EXERCISE PROMPT:
Locate the line that contains "Query: horse rider". Copy it and every following line through the end of the records, exactly, and include nothing else.

Data extracted from a collection:
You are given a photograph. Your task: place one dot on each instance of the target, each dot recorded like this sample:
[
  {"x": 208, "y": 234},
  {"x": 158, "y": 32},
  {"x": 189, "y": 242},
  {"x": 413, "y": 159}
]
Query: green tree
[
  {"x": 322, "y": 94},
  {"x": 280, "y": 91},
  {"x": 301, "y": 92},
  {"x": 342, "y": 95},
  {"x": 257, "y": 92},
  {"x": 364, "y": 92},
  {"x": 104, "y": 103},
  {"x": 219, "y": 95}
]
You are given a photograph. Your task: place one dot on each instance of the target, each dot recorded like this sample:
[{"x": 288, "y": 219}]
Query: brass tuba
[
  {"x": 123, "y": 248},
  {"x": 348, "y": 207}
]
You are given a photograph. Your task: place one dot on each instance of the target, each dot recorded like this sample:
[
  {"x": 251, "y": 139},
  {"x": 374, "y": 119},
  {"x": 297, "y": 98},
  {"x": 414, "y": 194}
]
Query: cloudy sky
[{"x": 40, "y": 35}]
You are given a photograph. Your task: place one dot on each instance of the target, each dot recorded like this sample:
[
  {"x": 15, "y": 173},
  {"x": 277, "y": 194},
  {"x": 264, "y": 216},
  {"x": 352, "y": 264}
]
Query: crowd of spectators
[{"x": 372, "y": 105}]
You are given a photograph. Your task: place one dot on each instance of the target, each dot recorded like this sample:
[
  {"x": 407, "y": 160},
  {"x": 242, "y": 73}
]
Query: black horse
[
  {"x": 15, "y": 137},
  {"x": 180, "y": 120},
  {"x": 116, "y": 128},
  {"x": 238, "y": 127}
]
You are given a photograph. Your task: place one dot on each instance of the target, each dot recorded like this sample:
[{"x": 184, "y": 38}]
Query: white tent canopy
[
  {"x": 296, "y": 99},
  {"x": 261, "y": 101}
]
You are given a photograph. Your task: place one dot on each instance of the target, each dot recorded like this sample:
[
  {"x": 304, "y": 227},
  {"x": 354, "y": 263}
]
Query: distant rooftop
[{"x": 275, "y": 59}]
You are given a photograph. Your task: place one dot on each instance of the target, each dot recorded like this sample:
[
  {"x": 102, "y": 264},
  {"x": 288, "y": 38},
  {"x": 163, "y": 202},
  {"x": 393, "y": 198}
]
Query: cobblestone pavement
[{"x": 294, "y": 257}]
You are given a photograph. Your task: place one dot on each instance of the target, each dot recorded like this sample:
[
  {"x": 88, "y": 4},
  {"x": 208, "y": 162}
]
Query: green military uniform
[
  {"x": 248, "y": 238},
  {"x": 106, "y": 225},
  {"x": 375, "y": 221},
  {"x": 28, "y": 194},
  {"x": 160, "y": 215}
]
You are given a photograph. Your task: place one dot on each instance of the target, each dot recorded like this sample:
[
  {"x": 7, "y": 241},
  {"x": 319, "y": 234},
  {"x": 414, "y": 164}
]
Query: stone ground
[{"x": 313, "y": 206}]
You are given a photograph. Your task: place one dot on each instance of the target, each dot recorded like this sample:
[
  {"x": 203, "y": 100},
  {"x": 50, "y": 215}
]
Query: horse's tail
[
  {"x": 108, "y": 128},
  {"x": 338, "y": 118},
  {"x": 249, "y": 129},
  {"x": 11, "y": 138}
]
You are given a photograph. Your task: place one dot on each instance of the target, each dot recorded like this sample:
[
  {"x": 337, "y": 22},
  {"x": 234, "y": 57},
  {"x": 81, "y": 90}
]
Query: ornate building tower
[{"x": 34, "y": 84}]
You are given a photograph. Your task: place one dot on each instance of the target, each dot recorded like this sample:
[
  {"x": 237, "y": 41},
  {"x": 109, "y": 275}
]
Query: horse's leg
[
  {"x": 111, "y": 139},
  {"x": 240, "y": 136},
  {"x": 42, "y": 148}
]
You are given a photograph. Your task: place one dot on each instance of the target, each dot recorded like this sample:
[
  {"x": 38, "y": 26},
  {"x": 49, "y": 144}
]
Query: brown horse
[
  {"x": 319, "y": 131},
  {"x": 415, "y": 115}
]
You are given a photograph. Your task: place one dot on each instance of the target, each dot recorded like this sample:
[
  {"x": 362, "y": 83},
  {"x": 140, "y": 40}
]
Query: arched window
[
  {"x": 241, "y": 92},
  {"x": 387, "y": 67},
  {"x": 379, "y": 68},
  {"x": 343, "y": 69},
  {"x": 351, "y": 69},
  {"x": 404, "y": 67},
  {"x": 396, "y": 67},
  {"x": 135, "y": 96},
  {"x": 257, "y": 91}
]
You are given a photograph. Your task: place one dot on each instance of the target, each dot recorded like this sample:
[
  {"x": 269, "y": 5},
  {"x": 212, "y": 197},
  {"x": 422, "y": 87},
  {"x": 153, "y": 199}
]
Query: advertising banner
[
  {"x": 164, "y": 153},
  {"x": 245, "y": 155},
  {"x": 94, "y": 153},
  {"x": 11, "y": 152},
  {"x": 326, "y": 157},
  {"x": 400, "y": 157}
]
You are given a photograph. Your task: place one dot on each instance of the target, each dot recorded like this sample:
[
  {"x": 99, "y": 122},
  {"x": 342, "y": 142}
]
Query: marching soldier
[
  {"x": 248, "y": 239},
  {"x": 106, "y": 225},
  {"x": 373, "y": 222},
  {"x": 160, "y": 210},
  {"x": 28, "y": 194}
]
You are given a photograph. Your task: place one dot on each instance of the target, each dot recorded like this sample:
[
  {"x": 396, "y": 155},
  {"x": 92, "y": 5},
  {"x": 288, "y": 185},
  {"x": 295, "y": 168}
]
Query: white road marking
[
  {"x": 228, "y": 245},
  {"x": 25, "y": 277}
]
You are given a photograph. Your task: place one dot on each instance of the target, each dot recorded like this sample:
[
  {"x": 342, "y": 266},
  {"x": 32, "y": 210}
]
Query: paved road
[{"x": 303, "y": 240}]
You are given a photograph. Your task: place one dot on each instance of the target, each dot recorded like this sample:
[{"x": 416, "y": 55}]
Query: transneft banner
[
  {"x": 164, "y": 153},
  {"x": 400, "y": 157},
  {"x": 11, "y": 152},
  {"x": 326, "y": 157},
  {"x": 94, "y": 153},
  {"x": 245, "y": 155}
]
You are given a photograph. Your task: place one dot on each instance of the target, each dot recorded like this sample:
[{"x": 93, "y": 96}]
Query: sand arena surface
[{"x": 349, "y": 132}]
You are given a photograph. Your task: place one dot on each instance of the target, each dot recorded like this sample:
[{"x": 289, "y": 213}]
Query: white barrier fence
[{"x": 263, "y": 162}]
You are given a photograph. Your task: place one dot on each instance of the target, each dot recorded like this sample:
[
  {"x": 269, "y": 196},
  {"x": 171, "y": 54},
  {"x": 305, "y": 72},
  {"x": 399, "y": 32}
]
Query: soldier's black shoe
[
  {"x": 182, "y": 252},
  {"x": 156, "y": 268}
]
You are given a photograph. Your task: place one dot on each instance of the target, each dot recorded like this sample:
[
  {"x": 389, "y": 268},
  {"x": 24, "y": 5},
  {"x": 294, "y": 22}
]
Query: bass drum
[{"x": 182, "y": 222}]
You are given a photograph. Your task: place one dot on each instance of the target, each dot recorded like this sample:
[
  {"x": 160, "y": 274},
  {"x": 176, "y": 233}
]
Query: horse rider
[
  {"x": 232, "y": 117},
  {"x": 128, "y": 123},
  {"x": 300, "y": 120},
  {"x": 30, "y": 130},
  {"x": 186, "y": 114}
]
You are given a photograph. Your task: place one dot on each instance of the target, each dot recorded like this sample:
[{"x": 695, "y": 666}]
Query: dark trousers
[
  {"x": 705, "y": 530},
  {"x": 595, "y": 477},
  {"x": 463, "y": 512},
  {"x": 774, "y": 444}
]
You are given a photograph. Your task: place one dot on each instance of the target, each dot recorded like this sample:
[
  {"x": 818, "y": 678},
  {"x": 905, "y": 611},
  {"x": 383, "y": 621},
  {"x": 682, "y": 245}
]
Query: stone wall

RESPONSE BOX:
Query: horse rider
[
  {"x": 232, "y": 117},
  {"x": 128, "y": 123},
  {"x": 300, "y": 120},
  {"x": 30, "y": 130},
  {"x": 186, "y": 114}
]
You are given a photograph. Your task: place one dot on each instance of the target, each dot recorded like this sample:
[{"x": 695, "y": 666}]
Query: dark trousers
[
  {"x": 705, "y": 530},
  {"x": 595, "y": 477},
  {"x": 463, "y": 512},
  {"x": 774, "y": 444}
]
You are given a photograph. Your task: place one dot on each instance of the target, each dot recorded like this sample:
[
  {"x": 818, "y": 678},
  {"x": 905, "y": 611},
  {"x": 383, "y": 621},
  {"x": 682, "y": 245}
]
Query: stone wall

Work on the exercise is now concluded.